▶ What to work on:
Gather every line of the material below that contains the string "handle", matching case exactly.

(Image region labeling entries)
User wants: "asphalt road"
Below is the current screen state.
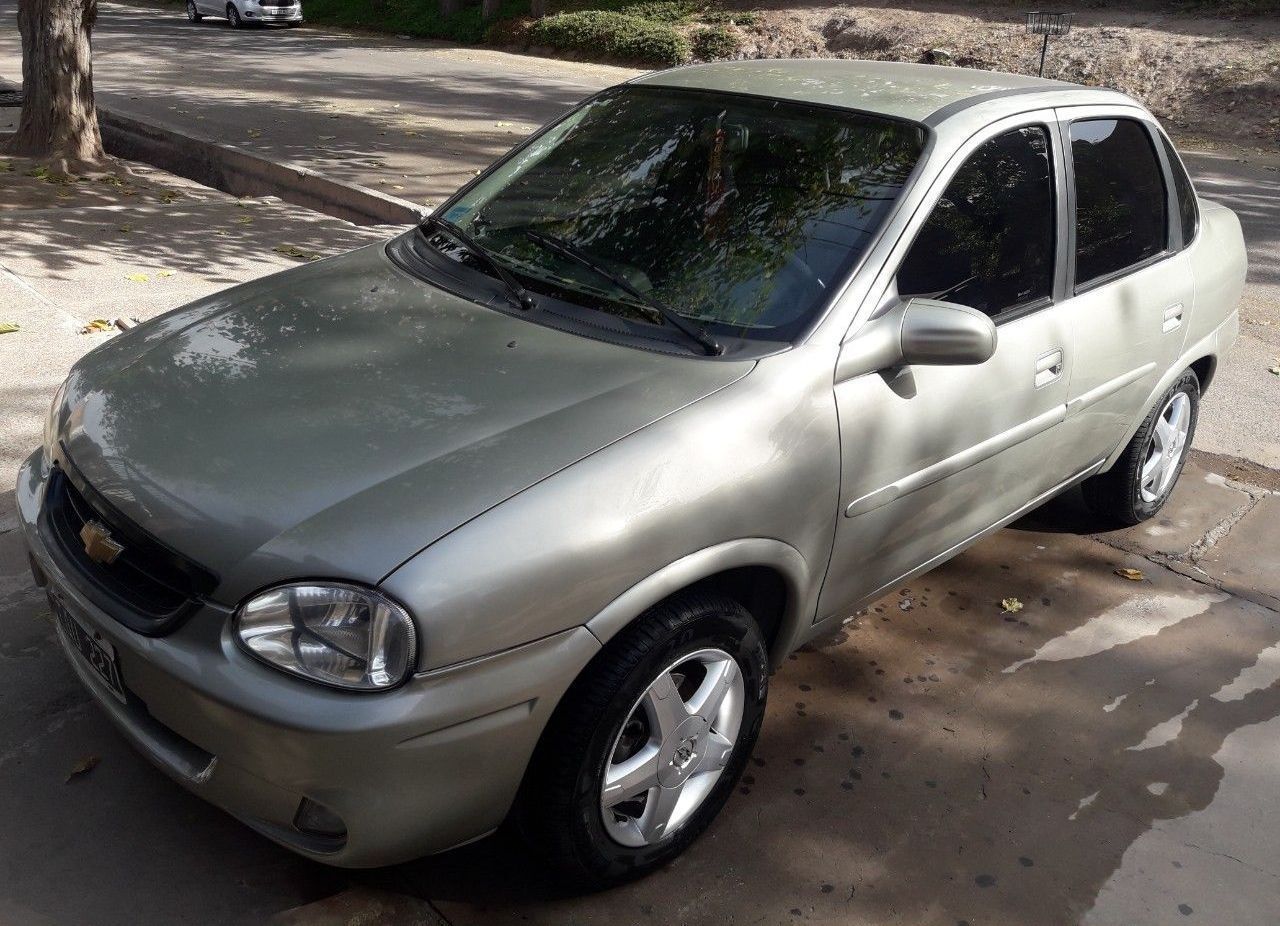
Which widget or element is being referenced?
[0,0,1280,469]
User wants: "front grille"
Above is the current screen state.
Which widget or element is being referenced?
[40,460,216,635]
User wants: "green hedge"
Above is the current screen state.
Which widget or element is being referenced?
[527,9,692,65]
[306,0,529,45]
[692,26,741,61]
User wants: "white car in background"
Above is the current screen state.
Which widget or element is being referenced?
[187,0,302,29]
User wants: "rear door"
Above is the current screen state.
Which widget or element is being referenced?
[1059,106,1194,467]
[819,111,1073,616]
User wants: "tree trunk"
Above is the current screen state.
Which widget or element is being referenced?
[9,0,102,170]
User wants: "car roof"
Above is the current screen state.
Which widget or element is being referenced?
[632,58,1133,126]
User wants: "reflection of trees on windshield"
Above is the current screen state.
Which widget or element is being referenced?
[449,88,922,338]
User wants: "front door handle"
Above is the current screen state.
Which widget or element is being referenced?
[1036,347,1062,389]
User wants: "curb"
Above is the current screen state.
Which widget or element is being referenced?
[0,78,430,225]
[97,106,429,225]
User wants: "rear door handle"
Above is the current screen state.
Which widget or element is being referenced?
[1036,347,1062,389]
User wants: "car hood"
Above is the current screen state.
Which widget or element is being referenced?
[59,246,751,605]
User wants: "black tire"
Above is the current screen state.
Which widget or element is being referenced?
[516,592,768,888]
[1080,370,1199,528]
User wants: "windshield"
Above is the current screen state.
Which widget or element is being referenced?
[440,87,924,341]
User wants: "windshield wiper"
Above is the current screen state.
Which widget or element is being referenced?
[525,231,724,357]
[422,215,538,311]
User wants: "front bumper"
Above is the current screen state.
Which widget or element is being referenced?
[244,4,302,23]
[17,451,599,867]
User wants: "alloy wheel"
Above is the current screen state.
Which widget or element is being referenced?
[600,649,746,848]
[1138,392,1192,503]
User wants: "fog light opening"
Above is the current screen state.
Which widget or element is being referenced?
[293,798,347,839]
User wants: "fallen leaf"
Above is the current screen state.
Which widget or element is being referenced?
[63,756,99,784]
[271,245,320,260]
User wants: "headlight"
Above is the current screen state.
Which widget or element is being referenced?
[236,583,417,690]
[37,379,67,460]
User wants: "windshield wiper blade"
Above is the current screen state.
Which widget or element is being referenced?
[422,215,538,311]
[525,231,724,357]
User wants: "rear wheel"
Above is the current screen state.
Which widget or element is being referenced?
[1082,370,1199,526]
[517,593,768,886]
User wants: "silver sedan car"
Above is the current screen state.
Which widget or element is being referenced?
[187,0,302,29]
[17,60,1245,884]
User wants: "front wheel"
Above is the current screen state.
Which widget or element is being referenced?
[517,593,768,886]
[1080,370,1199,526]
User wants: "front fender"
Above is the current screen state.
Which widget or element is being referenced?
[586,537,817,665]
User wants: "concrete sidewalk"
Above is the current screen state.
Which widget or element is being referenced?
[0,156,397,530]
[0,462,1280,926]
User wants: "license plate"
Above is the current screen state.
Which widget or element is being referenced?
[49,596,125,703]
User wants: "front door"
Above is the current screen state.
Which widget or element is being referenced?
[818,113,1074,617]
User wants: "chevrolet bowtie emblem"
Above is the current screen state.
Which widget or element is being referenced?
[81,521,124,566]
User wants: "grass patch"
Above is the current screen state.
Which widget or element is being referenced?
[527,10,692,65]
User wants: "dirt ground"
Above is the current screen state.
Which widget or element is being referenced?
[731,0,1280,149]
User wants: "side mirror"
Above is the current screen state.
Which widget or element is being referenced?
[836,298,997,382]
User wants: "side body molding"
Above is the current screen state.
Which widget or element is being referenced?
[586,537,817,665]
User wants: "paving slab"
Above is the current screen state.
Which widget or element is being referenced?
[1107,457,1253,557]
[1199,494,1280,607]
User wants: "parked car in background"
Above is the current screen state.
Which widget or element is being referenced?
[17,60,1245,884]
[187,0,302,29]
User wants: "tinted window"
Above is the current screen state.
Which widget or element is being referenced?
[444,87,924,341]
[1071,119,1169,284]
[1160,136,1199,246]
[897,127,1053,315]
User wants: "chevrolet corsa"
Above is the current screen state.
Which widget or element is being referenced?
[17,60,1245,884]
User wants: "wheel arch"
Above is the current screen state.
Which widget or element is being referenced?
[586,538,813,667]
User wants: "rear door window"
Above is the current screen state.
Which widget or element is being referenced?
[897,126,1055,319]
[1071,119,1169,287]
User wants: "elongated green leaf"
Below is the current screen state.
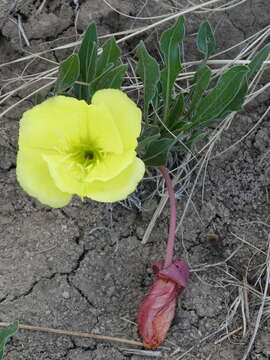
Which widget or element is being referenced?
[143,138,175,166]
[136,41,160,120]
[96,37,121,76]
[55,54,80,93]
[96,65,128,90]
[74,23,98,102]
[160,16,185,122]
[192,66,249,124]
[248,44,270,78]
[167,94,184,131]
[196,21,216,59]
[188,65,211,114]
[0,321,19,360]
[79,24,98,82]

▶ Correct result:
User wants: "front door handle"
User wants: "rear door handle"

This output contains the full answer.